##### Selected text #####

‘Stand Up’ is an exhibition of video and sculpture by Ronnie van Hout on view now at Station Gallery, Melbourne. Art Almanac spoke to the artist about his new work and why he’s most comfortable outside of himself.
Are you alone when you make films, what’s the environment like?
I am alone when I make my films. My studio has a wall painted green screen green, and when I am filming I have to push all the sculpture materials and stuff to the sides and out of camera sight. My technique is to press record and run in front of the camera. There are lights and a microphone on a stand. It is usually late at night after everyone else has gone home.
Why sample from comedians for these new videos?
This new work specifically looks at stand up comedians and their routines; I was interested in how they relate to the audience. I identify with the position of being outside, or between, and always becoming. I am drawn to the monologue, the play with language, and the mystery and complexity of what makes us laugh. I love that romantic idea of the comic alone on the stage, participating in a type of Freudian self-analysis, with the microphone as a device that enlarges their words as they detach from their body. It all feels like a certain kind of labyrinthine movement around and away from meaning, where the comic and the audience are connected and come together.
Now, and in the past, you have appropriated text from male writers. Is your art ‘gendered’ as such?

#####

- Prompt 1: According to the Ronnie van Hout interview, at what time of day does the artist usually film?
- Prompt 2: Count the lines in the listing that contain the string "glove", treating case as significant, and give only the number.

##### Dataset rows #####

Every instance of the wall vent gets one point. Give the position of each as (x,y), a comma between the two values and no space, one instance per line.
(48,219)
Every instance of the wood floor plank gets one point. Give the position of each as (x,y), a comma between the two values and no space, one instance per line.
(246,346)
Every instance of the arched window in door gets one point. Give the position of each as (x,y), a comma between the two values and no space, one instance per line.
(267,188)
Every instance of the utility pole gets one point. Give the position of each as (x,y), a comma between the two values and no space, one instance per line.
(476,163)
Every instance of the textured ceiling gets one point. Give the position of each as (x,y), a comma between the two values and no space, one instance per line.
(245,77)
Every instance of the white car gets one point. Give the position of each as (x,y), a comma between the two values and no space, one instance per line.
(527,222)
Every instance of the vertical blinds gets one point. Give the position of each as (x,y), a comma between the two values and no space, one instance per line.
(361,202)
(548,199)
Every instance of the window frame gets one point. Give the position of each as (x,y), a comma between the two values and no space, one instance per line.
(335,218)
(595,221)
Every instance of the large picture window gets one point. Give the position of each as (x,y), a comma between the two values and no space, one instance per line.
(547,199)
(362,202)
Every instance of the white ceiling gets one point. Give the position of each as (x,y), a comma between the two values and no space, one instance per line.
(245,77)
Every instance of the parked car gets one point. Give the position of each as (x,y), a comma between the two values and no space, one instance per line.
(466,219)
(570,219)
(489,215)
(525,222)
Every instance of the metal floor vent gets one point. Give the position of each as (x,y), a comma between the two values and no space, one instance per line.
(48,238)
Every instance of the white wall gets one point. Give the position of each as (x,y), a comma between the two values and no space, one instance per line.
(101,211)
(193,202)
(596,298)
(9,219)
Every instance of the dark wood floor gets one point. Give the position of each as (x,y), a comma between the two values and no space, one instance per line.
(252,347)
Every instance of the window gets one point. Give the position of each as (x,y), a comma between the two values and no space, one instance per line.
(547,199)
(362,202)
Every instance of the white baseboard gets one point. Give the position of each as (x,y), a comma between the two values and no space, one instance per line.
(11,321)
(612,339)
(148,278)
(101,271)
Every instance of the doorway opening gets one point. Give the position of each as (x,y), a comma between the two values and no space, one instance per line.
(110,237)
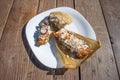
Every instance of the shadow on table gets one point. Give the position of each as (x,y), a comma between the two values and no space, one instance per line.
(36,62)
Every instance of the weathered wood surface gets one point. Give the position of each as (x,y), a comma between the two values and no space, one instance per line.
(17,61)
(14,61)
(5,6)
(111,11)
(100,66)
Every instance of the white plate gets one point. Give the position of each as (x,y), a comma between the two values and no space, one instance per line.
(47,54)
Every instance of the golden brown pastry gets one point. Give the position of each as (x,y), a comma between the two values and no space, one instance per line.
(58,20)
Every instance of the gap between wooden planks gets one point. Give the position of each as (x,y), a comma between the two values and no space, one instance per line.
(100,66)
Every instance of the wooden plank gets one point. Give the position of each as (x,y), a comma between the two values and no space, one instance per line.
(14,61)
(67,3)
(101,66)
(5,6)
(68,74)
(111,10)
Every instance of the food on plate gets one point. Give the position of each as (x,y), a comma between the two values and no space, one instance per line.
(58,20)
(55,21)
(44,32)
(74,48)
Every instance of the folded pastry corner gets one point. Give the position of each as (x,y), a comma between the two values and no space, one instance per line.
(54,22)
(73,48)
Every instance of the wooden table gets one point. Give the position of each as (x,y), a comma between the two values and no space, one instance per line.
(15,64)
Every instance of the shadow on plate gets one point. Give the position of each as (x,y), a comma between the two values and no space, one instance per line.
(36,62)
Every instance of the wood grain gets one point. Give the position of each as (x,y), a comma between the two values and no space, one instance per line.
(5,6)
(14,61)
(101,66)
(111,10)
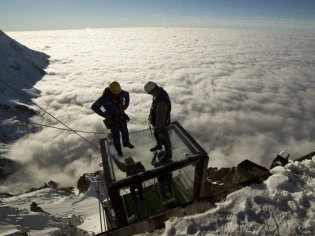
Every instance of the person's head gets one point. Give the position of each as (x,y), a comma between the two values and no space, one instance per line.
(129,162)
(150,87)
(115,88)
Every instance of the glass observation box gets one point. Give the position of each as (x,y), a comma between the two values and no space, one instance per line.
(161,186)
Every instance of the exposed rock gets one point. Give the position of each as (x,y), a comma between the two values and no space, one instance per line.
(7,167)
(25,109)
(83,184)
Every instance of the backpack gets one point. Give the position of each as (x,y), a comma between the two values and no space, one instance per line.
(139,167)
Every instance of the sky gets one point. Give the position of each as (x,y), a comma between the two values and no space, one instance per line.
(241,94)
(284,204)
(271,15)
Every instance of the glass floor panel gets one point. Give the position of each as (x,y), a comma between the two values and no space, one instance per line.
(143,141)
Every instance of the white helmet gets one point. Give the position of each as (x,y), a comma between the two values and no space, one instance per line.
(149,86)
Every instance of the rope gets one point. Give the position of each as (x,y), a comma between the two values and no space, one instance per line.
(50,115)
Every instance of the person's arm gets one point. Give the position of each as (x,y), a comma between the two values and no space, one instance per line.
(96,107)
(120,165)
(127,100)
(161,114)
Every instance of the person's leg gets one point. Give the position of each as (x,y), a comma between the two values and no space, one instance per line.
(158,145)
(164,138)
(140,191)
(124,132)
(116,139)
(133,193)
(125,135)
(169,184)
(162,186)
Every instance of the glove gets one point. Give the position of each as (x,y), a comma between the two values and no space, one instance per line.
(106,115)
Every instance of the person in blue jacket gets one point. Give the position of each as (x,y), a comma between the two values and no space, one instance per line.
(115,101)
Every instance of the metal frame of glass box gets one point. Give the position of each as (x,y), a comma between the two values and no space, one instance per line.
(197,158)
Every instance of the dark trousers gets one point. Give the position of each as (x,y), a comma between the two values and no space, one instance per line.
(120,127)
(165,184)
(163,138)
(133,191)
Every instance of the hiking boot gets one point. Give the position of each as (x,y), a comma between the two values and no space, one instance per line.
(129,145)
(157,147)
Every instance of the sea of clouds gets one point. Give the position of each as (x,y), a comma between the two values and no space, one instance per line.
(240,94)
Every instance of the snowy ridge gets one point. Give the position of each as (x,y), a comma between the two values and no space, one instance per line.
(21,68)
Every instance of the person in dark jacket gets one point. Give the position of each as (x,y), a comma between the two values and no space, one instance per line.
(115,101)
(131,168)
(160,117)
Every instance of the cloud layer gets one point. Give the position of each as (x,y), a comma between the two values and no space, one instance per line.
(241,94)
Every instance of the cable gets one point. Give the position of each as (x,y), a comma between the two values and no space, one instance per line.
(50,115)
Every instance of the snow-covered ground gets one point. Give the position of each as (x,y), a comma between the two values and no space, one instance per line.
(283,205)
(241,94)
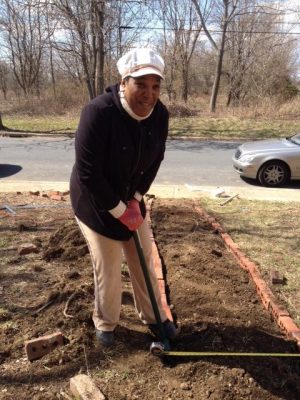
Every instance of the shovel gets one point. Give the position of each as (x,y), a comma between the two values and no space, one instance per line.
(155,346)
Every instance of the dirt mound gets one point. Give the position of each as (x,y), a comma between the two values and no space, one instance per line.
(66,243)
(214,304)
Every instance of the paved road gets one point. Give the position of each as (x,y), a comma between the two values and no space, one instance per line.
(186,162)
(196,165)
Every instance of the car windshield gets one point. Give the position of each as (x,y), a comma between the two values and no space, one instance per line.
(295,139)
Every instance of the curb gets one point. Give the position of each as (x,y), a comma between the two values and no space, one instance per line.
(278,312)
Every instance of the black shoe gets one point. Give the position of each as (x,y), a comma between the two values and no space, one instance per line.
(169,329)
(106,338)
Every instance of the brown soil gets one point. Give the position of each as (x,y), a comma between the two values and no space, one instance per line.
(214,304)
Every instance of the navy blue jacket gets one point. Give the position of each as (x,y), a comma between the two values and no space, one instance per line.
(115,156)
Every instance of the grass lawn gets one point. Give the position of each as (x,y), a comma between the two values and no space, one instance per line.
(269,234)
(226,128)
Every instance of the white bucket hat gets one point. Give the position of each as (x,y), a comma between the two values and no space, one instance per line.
(139,62)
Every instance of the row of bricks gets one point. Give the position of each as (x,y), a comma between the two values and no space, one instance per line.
(278,312)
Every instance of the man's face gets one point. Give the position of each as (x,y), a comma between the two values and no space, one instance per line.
(142,93)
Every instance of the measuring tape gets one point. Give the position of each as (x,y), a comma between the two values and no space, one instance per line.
(158,349)
(222,354)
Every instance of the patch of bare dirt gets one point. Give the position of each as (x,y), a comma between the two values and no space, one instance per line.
(214,304)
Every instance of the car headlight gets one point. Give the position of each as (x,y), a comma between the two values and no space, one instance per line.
(247,158)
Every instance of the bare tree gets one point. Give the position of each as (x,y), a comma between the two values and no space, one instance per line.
(181,29)
(26,39)
(253,41)
(225,11)
(3,78)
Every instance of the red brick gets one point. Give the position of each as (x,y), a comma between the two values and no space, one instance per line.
(27,248)
(37,348)
(278,310)
(288,325)
(84,388)
(276,278)
(57,197)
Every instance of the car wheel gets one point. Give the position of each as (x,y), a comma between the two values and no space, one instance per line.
(273,173)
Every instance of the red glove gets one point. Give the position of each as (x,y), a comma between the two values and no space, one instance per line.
(132,216)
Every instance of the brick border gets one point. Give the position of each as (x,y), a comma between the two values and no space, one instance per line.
(278,312)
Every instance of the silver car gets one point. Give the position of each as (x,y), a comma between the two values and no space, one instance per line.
(272,162)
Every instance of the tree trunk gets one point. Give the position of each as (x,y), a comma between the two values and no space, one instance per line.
(100,50)
(2,127)
(216,85)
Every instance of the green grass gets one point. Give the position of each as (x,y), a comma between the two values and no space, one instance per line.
(231,128)
(56,124)
(224,128)
(268,233)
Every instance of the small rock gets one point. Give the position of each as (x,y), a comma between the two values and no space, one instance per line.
(27,248)
(216,253)
(185,386)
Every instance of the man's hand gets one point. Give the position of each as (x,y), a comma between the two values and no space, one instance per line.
(132,217)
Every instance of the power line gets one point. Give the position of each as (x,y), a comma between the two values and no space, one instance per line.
(209,30)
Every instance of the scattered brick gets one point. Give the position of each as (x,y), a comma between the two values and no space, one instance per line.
(37,348)
(284,321)
(216,253)
(27,248)
(83,388)
(276,278)
(53,193)
(57,197)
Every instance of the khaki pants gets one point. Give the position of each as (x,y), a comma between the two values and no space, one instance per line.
(107,255)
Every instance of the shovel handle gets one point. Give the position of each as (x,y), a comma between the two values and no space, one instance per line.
(149,287)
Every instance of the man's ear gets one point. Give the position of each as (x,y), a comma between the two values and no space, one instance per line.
(123,81)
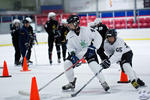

#####

- Result 1: Usually late at night, after everyone else has gone home.

- Result 2: 2